TASK TO CARRY OUT: Your task is to transcribe each record exactly and to omit every image.

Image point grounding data
• • • • •

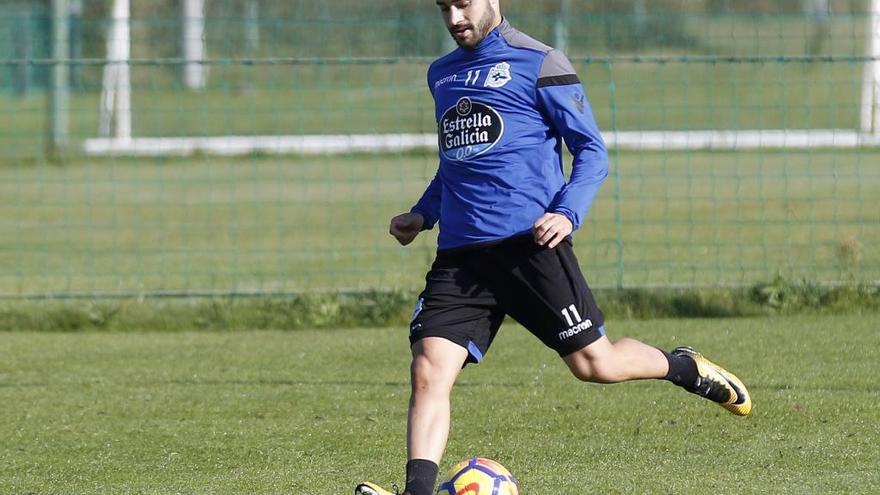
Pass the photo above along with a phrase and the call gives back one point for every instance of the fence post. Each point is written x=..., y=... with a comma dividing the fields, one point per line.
x=871, y=80
x=194, y=44
x=59, y=91
x=618, y=196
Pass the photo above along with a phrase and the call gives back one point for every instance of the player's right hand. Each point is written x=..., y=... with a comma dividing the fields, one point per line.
x=406, y=227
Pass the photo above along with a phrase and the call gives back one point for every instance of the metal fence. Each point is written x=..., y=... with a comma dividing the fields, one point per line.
x=739, y=147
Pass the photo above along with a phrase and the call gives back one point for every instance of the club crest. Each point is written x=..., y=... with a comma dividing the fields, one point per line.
x=498, y=75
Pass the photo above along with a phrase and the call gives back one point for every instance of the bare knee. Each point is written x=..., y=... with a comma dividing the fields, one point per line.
x=596, y=370
x=425, y=377
x=436, y=364
x=598, y=363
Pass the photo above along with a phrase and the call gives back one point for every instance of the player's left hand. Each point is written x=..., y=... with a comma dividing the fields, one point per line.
x=551, y=229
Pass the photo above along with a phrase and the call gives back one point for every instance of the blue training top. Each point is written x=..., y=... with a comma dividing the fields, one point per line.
x=502, y=111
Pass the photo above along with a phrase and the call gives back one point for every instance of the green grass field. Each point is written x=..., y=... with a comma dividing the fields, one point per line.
x=314, y=412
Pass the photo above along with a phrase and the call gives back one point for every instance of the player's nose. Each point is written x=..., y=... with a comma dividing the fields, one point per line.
x=456, y=16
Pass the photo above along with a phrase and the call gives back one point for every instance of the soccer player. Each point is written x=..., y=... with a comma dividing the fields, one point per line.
x=504, y=105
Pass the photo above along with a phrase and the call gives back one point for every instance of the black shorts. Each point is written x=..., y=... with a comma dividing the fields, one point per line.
x=468, y=293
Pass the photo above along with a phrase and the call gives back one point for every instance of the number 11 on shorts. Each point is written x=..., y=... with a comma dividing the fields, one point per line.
x=569, y=312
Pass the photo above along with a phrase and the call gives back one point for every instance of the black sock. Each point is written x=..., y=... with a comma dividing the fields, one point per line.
x=421, y=475
x=682, y=371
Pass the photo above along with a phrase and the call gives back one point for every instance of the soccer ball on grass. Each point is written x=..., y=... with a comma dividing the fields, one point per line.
x=479, y=476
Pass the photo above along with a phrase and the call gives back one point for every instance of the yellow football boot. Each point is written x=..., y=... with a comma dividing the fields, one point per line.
x=717, y=384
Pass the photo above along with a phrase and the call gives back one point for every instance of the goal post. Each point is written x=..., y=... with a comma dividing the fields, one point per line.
x=871, y=80
x=116, y=81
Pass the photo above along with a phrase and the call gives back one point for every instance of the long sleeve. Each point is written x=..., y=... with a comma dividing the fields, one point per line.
x=562, y=100
x=429, y=204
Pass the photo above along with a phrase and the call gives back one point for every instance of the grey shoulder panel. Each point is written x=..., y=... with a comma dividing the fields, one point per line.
x=557, y=71
x=556, y=64
x=517, y=39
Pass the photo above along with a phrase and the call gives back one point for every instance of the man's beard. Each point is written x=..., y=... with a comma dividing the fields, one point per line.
x=481, y=30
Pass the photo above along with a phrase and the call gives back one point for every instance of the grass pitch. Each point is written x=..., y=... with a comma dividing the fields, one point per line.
x=314, y=412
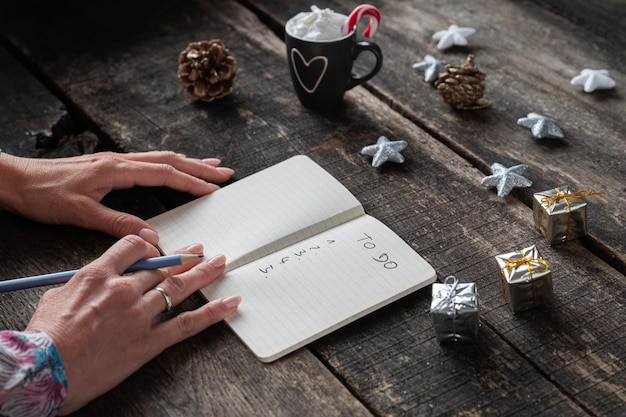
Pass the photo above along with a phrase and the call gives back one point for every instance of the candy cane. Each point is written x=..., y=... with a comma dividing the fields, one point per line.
x=357, y=14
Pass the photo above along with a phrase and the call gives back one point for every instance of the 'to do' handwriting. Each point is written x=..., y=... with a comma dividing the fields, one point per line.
x=366, y=242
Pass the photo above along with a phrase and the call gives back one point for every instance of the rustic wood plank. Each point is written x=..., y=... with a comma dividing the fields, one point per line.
x=543, y=362
x=31, y=116
x=391, y=356
x=529, y=56
x=212, y=373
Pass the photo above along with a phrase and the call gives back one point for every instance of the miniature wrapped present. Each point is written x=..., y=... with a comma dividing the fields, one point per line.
x=560, y=214
x=454, y=311
x=526, y=279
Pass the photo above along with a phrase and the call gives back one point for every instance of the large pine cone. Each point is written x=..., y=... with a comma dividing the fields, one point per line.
x=207, y=70
x=461, y=85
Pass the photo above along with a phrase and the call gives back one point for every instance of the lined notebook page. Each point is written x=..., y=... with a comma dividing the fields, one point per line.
x=298, y=294
x=260, y=214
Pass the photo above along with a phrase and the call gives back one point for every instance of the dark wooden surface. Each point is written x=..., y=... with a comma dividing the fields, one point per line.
x=74, y=71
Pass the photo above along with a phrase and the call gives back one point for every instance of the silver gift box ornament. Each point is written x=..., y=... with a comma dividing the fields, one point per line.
x=560, y=214
x=454, y=311
x=526, y=279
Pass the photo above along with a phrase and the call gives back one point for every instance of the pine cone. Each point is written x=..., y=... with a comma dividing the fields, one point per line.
x=207, y=70
x=461, y=85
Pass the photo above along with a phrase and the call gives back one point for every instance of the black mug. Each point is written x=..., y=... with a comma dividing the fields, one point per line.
x=321, y=71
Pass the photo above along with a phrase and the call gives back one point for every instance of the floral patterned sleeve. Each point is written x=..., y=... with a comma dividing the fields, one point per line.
x=32, y=377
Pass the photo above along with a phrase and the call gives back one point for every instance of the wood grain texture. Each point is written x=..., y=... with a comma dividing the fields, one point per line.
x=529, y=55
x=563, y=359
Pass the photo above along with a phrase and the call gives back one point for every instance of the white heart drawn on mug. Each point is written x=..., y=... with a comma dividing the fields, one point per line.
x=295, y=52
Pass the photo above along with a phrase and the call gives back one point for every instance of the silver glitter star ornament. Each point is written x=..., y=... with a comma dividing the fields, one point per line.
x=454, y=35
x=505, y=179
x=385, y=150
x=431, y=67
x=592, y=80
x=541, y=127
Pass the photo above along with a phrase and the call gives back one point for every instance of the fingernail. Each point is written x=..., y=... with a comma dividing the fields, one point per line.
x=149, y=236
x=213, y=187
x=196, y=248
x=232, y=301
x=225, y=170
x=217, y=261
x=212, y=161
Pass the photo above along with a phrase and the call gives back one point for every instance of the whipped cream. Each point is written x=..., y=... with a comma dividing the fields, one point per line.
x=316, y=25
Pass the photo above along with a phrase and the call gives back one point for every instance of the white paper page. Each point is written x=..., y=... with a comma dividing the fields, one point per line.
x=261, y=213
x=303, y=292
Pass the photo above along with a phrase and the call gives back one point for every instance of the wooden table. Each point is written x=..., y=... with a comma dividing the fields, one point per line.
x=80, y=76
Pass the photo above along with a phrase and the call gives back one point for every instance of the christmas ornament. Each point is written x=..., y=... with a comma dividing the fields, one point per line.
x=505, y=179
x=385, y=150
x=461, y=85
x=207, y=70
x=454, y=35
x=541, y=127
x=454, y=311
x=357, y=14
x=560, y=214
x=526, y=279
x=431, y=67
x=593, y=80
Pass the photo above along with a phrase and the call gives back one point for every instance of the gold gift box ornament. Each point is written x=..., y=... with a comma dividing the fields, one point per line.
x=560, y=214
x=526, y=279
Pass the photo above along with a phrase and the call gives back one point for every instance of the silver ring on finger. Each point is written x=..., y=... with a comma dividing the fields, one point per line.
x=168, y=300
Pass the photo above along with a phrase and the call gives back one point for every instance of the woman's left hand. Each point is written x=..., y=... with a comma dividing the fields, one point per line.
x=69, y=190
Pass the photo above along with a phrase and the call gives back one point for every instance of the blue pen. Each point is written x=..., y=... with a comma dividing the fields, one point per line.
x=63, y=277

• • • • •

TASK RESPONSE:
Pass the photo above along with a phrase and the call gives back one point for every instance of the fence post. Each point is written x=..., y=... with a comma dividing the fields, one point per line.
x=871, y=80
x=194, y=44
x=59, y=91
x=618, y=196
Pass the photo above along with a phrase and the call gives back one point for every instance of the player's right hand. Each point is written x=..., y=... with a comma dividing the fields, one point per line.
x=406, y=227
Pass the photo above along with a phrase and the call gives back one point for every instance of the metal fence. Each point is written x=..., y=... with a comma dividing the fields, one point per line.
x=739, y=147
Pass the photo above along with a phrase and the call gives back one point for every instance of the club crest. Each point is written x=..., y=... with a comma dividing the fields, one point per line.
x=498, y=75
Pass the photo above along with a phrase and the call gives back one point for every instance of the bare knee. Each point is written x=..., y=... with a comma dividing the fields, one point per line.
x=596, y=370
x=425, y=377
x=436, y=364
x=598, y=363
Pass the photo above along with a phrase and the call gives back one point for every instance of the player's left hand. Each point is written x=..., y=... with a comma dividing the fields, one point per line.
x=551, y=229
Pass the photo above along with a phrase and the call gives back one point for every instance of the blue training top. Each point is written x=..., y=... with a comma dividing the fields, one point per line.
x=502, y=111
Pass the photo above along with a phrase and the call gives back one point for every instance of the green grass field. Each point is written x=..., y=... with a comma dividing the fields, one point per line.
x=314, y=412
Pass the photo above along with a phrase and the call gives back one point for every instance of the player's nose. Each point is written x=..., y=... with a comma dividing the fields, one point per line.
x=456, y=16
Pass the photo above along with a phrase and the call gives back one point for every instance of the soccer player. Each point is written x=..., y=... with a comma dividing the fields, one point per line.
x=504, y=105
Pass the photo above along with a phrase and the call gives back one point for every instance of the black shorts. Each point is written x=..., y=... with a comma dividing the fields, one point per line.
x=468, y=293
Pass the photo above along with a phrase and the call gives back one point for every instance of the number 11 on shorts. Each point is written x=..., y=... with a comma dividing the fields, one point per line.
x=569, y=312
Pass the photo above along with a phrase and the call gives back one point for every instance of the black sock. Each point is written x=..., y=... with a comma dividing the fields, one point per line.
x=421, y=475
x=682, y=371
Pass the photo above along with a phrase and the call gives back one point for every instance of the soccer ball on grass. Each point is written x=..., y=... with a comma dividing the fields, one point per line.
x=479, y=476
Pass the photo above along with a phrase and the call gives back one point for every instance of the yellow football boot. Each point is written x=..., y=... with a comma dividing the fields, one point per line.
x=717, y=384
Pass the photo above along with a phrase and the call gives back one point for every instance of the goal post. Each point is written x=..., y=... with a comma dividing the fields, one point per line.
x=871, y=80
x=116, y=81
Pass the photo above along with a phrase and the call gives back one point for every instance of the long sleeve. Each point is written x=..., y=... with a comma dividing the fields, one point per line.
x=562, y=100
x=429, y=204
Pass the photo above along with a phrase and the call gives back one point for every instance of the grey shoulder panel. Each point is written x=..., y=... with a comma dividing the fields, one point per line.
x=557, y=71
x=556, y=64
x=517, y=39
Pass the photo above along with a phrase and the call gives back one point for every instance of the man's beard. Each point is written x=..., y=... with a comma dividing the fields, one point per line.
x=481, y=30
Pass the photo above along with a phrase and the call gives back one point for every instance of the grass pitch. Each point is written x=..., y=... with a comma dividing the fields, one point per line.
x=314, y=412
Pass the photo above along with a phrase and the call gives back one point for every instance of the candy cane. Each point is written x=..., y=... with a comma dividing the fields, one point per line.
x=357, y=14
Pass the photo above along with a phrase and the call gives back one point for every instance of the 'to do' handwriting. Each point is written x=..., y=... with a comma dividing the fields, one point per line.
x=366, y=242
Pass the photo above along with a phrase and the call gives back one point for every instance of the rustic wood plank. Each point is written x=..., y=... with a comma dividing the fields, one point per line.
x=543, y=362
x=31, y=116
x=391, y=356
x=529, y=56
x=212, y=373
Pass the photo above along with a phrase and the call gives back one point for every instance of the miniature wrapped present. Each point is written x=..., y=... with a comma dividing the fields, one point per line.
x=560, y=214
x=454, y=311
x=526, y=279
Pass the photo above along with a phrase and the call gives back one point for every instance of the large pine cone. Each point is written x=..., y=... with a comma dividing the fields, one point per line.
x=207, y=70
x=461, y=85
Pass the photo above along with a phrase and the call gives back one point for every instance of the lined notebook page. Each point is written x=..., y=... with a comma dividing the fields, one point per line.
x=298, y=294
x=260, y=214
Pass the photo above along with a phrase and the call gives back one point for every instance of the dark wooden surface. Each point is written x=..., y=... with a comma dividing the fields, one point per line.
x=74, y=71
Pass the photo above along with a phrase and the call gives back one point for every instance of the silver gift box ornament. Each point is written x=..., y=... with a comma dividing the fields, one point per line.
x=560, y=214
x=454, y=311
x=526, y=279
Pass the photo above along with a phrase and the call gives back one point for every instance of the pine cone. Each point is written x=..., y=... with a comma dividing the fields, one point per line.
x=207, y=70
x=461, y=85
Pass the photo above along with a phrase and the call gives back one point for every instance of the black mug. Each point is written x=..., y=... with a comma dividing the fields, one point per line.
x=321, y=71
Pass the photo above along with a phrase and the call gives back one point for every instance of the floral patterned sleeve. Each point is written x=..., y=... with a comma dividing the fields, one point per line.
x=32, y=377
Pass the photo above along with a phrase and the call gives back one point for every instance of the wood grain texture. Each point is written x=..., y=... with a comma dividing the fields, one point per line.
x=529, y=55
x=563, y=359
Pass the photo above along with a phrase and the call gives back one point for every instance of the white heart drawn on mug. Each point is written x=..., y=... with a comma dividing the fields, one point per line.
x=295, y=52
Pass the photo above along with a phrase and the call gives back one point for every instance of the silver glitter star ornament. Each point is written x=..., y=... with a comma dividing the fields, one point per line.
x=454, y=35
x=505, y=179
x=385, y=150
x=431, y=67
x=592, y=80
x=541, y=127
Pass the photo above along with a phrase and the call gives back one point for every instance of the fingernail. Each point is written x=..., y=... with a comma dividing the fields, one point per line.
x=149, y=236
x=213, y=187
x=196, y=248
x=232, y=301
x=225, y=170
x=217, y=261
x=212, y=161
Pass the photo above along with a phrase and the call gives back one point for every instance of the whipped cream. Each point is written x=..., y=... with a comma dividing the fields, one point per line.
x=316, y=25
Pass the photo above along with a phrase and the call gives back one point for every instance of the white paper page. Each point is written x=..., y=... with a comma dividing the fields, one point per line.
x=261, y=213
x=303, y=292
Pass the photo above along with a phrase and the call gives back one point for every instance of the wooden table. Each point is written x=..., y=... with a comma dividing the fields, one point per line.
x=80, y=76
Pass the photo above along with a phrase and the call gives back one point for every instance of the christmas ornament. Each point is written x=..., y=... with a comma dividing the fields, one point per line.
x=505, y=179
x=385, y=150
x=461, y=85
x=207, y=70
x=454, y=35
x=541, y=127
x=454, y=311
x=357, y=14
x=560, y=214
x=526, y=279
x=431, y=67
x=593, y=80
Pass the photo above along with a phrase and the call gives back one point for every instance of the gold gift box ornament. Each point is written x=..., y=... with a comma dividing the fields, one point per line.
x=560, y=214
x=526, y=279
Pass the photo above along with a phrase and the call gives back one point for every instance of the silver ring on finger. Each point is written x=..., y=... with a comma dividing the fields, one point per line.
x=168, y=300
Pass the photo above along with a phrase and the call gives back one point for every instance of the woman's left hand. Each point is written x=..., y=... with a comma dividing the fields, one point per line.
x=69, y=190
Pass the photo above along with a phrase and the call gives back one point for every instance of the blue pen. Each point is written x=..., y=... with a comma dividing the fields, one point per line.
x=63, y=277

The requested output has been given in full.